**** Materials provided

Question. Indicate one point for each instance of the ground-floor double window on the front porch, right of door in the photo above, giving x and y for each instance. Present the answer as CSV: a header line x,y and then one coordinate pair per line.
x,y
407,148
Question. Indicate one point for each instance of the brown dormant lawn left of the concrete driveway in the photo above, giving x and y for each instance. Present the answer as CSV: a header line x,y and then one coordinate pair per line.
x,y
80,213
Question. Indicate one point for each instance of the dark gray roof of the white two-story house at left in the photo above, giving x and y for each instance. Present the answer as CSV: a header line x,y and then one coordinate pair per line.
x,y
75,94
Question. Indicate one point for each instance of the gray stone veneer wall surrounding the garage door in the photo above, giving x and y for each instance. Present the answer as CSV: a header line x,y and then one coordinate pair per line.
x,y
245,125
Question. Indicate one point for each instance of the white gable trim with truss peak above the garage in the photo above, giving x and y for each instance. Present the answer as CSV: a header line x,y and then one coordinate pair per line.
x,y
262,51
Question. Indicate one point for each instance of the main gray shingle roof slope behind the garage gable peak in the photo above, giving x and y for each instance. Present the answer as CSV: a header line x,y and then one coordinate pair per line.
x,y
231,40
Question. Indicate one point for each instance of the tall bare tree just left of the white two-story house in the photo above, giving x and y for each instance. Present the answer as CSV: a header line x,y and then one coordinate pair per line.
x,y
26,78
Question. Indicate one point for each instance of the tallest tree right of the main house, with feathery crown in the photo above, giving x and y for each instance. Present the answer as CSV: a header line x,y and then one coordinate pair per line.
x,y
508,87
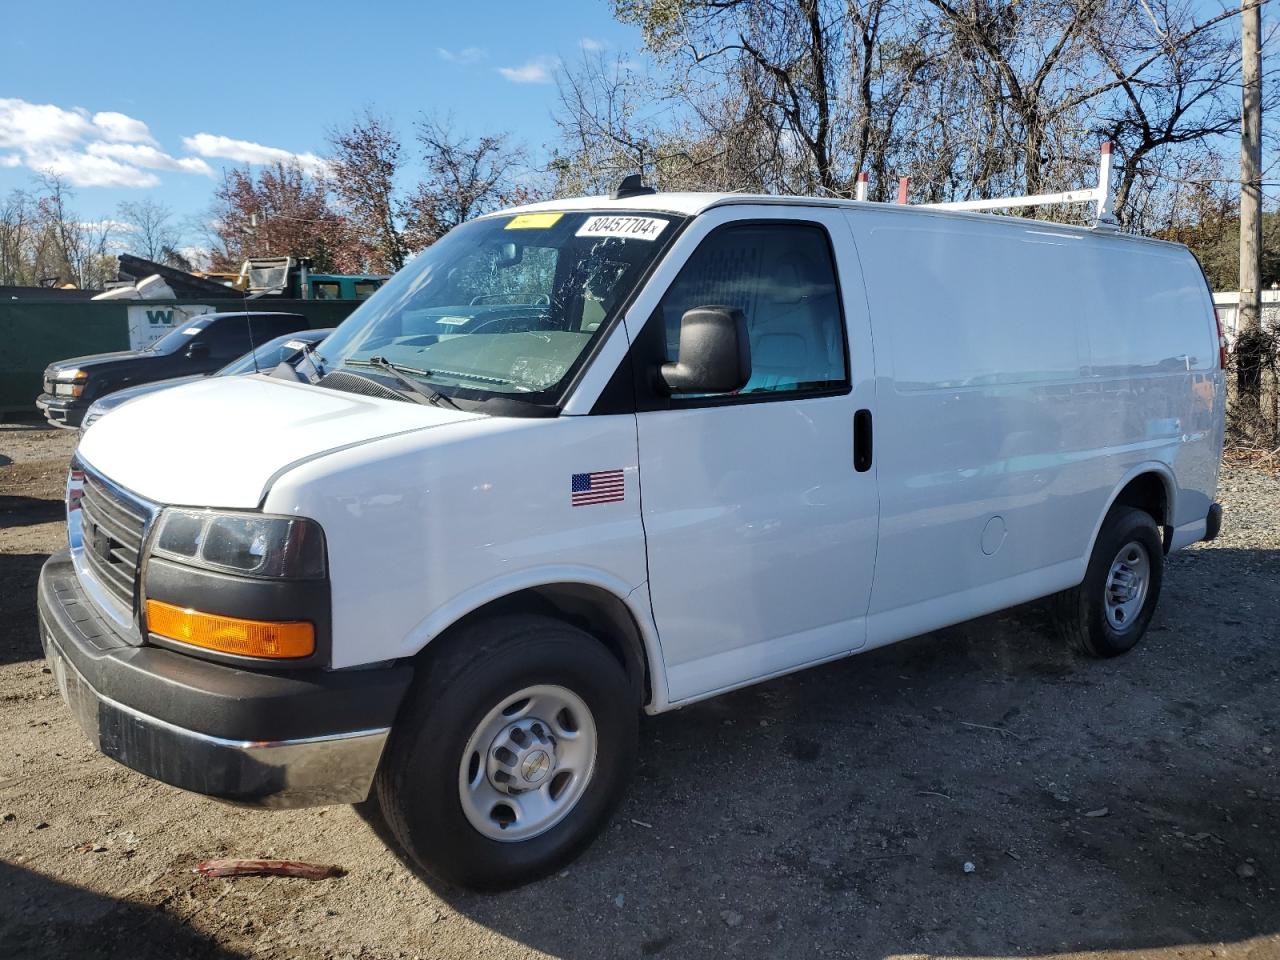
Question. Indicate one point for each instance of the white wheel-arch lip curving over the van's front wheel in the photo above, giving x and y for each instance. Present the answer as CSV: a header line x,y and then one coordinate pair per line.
x,y
634,598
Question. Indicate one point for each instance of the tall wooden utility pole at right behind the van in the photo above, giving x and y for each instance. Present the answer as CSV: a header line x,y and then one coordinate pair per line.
x,y
1250,318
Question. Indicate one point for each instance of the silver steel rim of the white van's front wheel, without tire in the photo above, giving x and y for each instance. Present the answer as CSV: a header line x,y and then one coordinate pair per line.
x,y
528,764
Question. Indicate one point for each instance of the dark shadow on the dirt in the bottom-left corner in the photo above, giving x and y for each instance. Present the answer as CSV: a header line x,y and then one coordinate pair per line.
x,y
43,917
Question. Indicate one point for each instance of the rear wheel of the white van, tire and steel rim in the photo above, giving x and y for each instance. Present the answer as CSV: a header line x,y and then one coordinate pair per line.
x,y
1110,611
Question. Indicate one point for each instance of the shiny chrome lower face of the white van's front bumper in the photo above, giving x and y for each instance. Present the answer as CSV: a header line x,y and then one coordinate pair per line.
x,y
331,770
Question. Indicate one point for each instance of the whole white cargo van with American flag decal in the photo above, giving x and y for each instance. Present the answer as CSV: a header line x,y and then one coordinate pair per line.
x,y
598,456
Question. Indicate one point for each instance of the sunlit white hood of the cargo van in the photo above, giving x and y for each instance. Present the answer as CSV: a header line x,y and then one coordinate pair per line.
x,y
222,441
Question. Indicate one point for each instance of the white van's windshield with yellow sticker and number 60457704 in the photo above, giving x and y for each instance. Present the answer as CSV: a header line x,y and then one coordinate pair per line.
x,y
505,305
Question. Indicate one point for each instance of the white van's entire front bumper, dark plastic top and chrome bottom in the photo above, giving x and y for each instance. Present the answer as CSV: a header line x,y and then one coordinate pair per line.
x,y
259,739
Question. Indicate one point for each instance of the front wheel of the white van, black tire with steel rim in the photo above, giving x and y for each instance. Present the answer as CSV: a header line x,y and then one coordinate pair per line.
x,y
513,752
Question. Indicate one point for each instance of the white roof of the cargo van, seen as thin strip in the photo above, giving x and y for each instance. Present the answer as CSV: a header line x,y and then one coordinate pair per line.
x,y
693,204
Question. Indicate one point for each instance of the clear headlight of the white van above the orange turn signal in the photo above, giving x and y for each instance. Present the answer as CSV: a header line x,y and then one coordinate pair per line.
x,y
250,545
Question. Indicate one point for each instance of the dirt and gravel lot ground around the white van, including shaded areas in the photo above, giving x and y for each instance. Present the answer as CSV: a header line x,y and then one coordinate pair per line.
x,y
1121,810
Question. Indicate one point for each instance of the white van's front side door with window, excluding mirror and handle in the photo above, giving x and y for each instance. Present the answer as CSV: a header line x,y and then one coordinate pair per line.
x,y
761,533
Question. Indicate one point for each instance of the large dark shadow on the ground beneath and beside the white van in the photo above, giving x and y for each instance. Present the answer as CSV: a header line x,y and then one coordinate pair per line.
x,y
1104,806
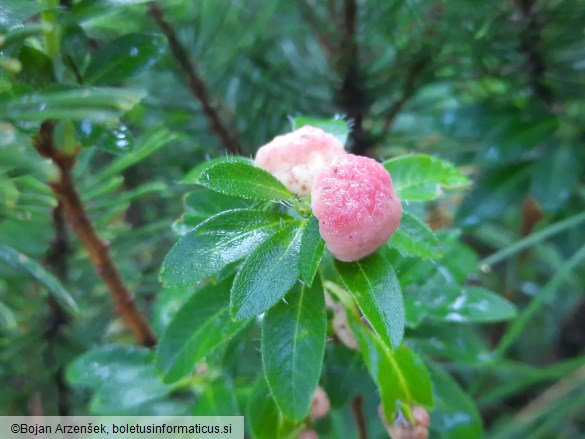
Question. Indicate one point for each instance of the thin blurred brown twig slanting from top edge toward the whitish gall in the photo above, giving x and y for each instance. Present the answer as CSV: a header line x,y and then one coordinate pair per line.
x,y
195,82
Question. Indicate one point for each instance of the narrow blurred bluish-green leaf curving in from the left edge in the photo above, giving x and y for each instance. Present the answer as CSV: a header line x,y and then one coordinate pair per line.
x,y
20,261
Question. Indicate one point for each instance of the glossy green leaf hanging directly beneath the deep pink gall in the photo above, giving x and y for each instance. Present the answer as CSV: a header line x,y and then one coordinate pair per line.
x,y
374,285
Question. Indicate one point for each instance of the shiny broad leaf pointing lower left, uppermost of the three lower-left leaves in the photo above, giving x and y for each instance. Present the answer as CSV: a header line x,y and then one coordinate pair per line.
x,y
217,242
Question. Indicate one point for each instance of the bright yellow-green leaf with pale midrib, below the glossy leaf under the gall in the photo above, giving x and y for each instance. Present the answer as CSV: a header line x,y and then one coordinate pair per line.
x,y
400,375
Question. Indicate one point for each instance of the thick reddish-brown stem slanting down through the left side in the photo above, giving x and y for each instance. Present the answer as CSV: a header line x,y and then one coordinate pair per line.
x,y
97,249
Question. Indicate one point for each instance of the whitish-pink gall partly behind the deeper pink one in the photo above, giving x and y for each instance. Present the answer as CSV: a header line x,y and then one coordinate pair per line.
x,y
296,158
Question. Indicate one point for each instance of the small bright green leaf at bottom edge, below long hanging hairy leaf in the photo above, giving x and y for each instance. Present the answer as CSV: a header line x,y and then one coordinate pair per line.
x,y
263,413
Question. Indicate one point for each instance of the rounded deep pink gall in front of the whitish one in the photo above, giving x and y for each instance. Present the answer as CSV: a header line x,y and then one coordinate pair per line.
x,y
356,205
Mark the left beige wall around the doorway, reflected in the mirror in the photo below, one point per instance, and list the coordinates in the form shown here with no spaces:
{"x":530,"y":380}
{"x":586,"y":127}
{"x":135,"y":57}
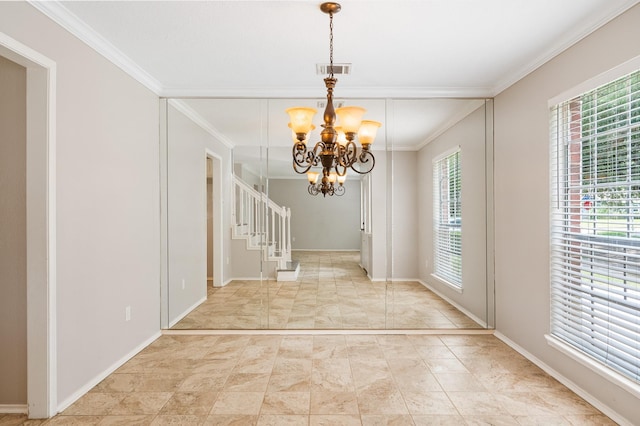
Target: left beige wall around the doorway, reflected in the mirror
{"x":188,"y":146}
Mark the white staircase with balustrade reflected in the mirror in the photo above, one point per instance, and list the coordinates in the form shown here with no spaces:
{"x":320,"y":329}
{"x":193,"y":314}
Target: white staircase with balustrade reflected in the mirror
{"x":264,"y":226}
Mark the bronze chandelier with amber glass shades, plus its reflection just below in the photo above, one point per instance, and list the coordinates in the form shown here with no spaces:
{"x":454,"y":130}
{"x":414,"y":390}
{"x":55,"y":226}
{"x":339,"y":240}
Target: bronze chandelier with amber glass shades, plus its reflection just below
{"x":336,"y":150}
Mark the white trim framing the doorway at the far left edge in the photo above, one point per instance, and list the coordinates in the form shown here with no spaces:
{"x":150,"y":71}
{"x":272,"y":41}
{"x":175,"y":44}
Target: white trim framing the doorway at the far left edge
{"x":41,"y":225}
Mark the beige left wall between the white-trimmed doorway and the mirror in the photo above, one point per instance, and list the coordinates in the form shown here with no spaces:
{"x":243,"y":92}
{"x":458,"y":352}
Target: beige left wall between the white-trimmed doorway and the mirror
{"x":107,"y":187}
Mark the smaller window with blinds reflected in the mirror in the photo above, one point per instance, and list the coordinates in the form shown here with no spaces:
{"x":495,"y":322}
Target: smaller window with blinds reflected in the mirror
{"x":447,"y":226}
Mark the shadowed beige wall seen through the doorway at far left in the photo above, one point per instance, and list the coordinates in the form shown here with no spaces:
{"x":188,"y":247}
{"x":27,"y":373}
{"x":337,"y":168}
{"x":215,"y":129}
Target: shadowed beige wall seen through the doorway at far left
{"x":13,"y":233}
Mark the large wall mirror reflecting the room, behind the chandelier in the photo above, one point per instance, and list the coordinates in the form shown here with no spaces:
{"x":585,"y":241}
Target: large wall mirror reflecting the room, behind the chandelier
{"x":292,"y":260}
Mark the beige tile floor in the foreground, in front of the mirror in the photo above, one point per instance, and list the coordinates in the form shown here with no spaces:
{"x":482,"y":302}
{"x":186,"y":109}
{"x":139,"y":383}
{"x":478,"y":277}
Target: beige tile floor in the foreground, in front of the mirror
{"x":341,"y":379}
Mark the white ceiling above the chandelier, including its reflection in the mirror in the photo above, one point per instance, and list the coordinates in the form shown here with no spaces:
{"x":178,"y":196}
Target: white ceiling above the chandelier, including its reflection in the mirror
{"x":401,"y":52}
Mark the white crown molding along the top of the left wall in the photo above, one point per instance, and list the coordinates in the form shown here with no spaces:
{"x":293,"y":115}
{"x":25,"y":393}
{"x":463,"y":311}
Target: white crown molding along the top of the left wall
{"x":70,"y":22}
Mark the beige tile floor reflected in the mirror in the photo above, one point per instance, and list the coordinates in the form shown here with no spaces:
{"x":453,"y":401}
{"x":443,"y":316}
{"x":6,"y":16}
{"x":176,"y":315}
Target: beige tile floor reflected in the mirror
{"x":332,"y":292}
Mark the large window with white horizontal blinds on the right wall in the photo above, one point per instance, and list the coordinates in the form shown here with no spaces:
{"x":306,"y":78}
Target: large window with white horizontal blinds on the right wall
{"x":595,"y":225}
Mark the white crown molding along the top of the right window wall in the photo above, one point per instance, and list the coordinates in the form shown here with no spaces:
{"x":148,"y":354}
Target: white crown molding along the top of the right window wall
{"x":560,"y":46}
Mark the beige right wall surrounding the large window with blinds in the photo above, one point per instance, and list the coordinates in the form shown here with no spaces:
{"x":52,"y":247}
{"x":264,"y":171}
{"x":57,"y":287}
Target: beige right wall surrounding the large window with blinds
{"x":522,"y":200}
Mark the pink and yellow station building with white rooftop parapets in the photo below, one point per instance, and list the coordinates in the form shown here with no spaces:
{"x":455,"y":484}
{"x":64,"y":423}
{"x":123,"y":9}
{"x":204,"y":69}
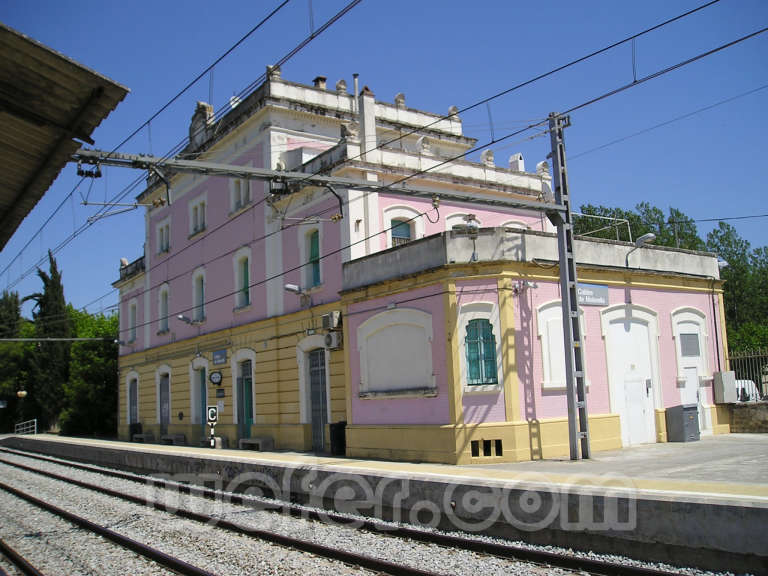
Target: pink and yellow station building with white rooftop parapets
{"x":378,"y":308}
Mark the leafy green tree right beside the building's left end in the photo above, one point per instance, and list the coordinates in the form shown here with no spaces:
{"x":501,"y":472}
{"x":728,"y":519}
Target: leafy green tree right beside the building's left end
{"x":91,"y":393}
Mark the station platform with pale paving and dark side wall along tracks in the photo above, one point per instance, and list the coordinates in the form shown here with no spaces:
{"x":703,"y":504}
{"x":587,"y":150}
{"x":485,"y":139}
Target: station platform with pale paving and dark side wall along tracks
{"x":701,"y":503}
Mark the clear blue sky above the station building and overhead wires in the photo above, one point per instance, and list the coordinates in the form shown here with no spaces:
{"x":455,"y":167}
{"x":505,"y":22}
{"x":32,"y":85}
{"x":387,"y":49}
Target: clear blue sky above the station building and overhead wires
{"x":706,"y":159}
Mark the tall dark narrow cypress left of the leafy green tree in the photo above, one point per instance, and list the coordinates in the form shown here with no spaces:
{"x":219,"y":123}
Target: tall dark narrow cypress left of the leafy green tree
{"x":49,"y":366}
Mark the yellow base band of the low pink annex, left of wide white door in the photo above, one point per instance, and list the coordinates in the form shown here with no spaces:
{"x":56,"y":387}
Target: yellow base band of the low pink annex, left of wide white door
{"x":492,"y":443}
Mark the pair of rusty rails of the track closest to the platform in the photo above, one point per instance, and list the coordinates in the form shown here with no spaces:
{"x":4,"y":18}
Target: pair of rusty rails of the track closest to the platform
{"x":543,"y":558}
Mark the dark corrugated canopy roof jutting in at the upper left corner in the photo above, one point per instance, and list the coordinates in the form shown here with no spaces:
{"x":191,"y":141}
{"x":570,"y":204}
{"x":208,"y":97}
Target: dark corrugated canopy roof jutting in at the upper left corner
{"x":47,"y":103}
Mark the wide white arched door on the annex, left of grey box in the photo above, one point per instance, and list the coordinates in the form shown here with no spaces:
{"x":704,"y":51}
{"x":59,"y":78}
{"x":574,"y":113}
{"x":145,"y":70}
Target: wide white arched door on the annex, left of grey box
{"x":631,"y":373}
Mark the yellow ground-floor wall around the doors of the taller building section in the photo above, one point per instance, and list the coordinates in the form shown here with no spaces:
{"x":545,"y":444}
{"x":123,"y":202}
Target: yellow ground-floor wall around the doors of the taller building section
{"x":276,"y":389}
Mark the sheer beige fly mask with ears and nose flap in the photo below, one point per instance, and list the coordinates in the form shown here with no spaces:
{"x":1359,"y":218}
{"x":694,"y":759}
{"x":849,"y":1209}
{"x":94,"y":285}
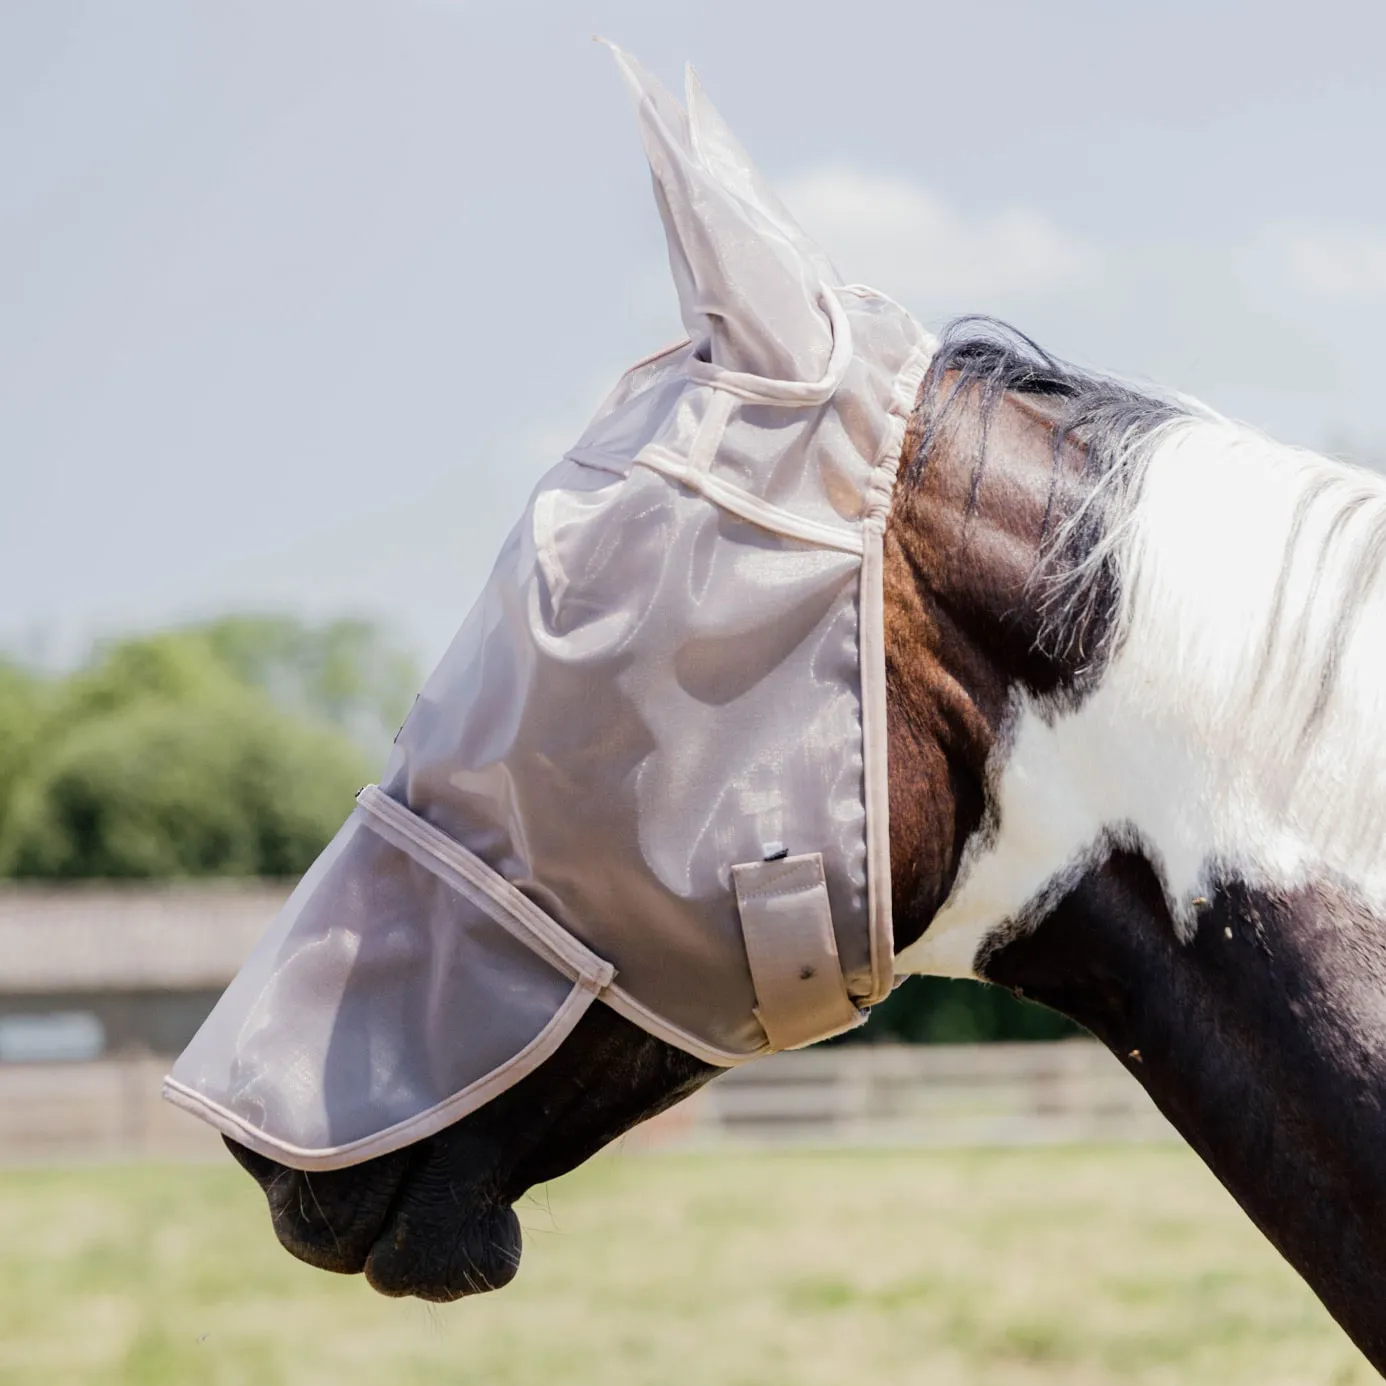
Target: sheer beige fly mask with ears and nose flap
{"x":651,"y":770}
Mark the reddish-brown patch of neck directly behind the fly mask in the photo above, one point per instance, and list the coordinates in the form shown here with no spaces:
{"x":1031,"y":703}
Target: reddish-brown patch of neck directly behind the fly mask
{"x":964,"y":629}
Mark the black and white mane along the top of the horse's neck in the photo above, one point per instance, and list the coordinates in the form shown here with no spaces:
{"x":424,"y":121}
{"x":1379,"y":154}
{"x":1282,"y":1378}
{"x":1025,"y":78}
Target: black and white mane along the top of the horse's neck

********

**Goal of the exercise**
Every line above that holds the string "mane" should be copied into the answer.

**Written solution**
Mark the black and white mane along the top of the horse's neck in the photo above, one point per instance, and list the coordinates in the form shown here with no spaces:
Target: black and white mane along the top of the horse's neck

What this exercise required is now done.